- _Directions for this task_:
Please return each line below that contains the string "sleeve", copying every such line in full. Matching is case-sensitive.

- _Records supplied_:
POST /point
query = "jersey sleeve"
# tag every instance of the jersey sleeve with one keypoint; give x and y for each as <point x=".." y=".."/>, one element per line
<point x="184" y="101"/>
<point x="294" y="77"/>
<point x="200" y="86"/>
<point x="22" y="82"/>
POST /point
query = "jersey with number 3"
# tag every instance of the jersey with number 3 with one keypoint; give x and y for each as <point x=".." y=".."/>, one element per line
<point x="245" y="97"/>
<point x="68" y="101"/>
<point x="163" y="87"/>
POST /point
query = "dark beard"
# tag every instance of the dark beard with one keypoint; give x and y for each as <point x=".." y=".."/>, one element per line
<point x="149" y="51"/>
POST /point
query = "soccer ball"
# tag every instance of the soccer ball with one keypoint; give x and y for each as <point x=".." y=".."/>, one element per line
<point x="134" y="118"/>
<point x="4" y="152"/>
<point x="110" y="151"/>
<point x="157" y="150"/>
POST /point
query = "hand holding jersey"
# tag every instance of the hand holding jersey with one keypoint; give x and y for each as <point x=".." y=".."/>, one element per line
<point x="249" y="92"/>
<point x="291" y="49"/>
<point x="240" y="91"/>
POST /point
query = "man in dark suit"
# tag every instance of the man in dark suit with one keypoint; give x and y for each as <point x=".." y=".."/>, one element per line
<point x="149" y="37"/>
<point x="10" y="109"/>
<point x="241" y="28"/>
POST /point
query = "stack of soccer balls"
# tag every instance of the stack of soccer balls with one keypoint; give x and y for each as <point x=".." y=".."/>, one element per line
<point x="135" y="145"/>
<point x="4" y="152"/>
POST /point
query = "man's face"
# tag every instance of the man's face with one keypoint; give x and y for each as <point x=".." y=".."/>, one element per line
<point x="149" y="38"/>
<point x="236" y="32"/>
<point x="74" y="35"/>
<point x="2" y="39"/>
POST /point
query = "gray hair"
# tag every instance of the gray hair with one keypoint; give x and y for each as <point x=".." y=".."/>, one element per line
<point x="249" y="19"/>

* * *

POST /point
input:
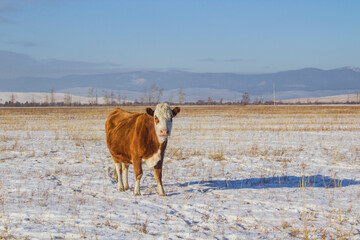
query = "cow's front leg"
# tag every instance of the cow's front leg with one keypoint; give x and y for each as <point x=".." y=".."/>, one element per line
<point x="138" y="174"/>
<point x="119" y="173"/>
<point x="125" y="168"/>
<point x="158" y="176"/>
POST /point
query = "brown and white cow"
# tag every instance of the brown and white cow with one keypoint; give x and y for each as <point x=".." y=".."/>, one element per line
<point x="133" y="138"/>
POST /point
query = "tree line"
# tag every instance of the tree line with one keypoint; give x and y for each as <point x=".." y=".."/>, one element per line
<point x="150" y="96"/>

- _Written response_:
query = "jersey sleeve"
# tag every instance of the jersey sleeve with one keypoint; give x and y for each as <point x=".." y=".."/>, one element per line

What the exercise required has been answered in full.